* START *
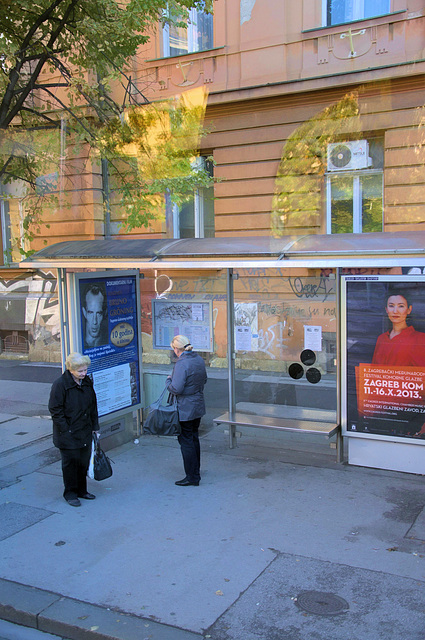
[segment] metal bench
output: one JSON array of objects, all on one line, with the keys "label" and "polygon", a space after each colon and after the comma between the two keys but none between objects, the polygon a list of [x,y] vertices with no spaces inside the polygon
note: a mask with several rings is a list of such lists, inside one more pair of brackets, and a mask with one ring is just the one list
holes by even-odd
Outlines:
* END *
# Instructions to follow:
Place every line above into a JSON list of strings, one string per line, with blank lines and the pictures omitted.

# Solution for this problem:
[
  "[segment] metal bench",
  "output: one JSON array of objects, all on one line, with the keys \"label\" and \"polygon\", a space after each colon and after the comma between the two keys but none between objects, the polygon a list of [x,y] vertices with no spaces inside the polygon",
  "note: a mask with several rings is a list of such lists, inside one more pair of brackets, and a mask with one ring is just the one list",
  "holes by even-odd",
  "Outlines:"
]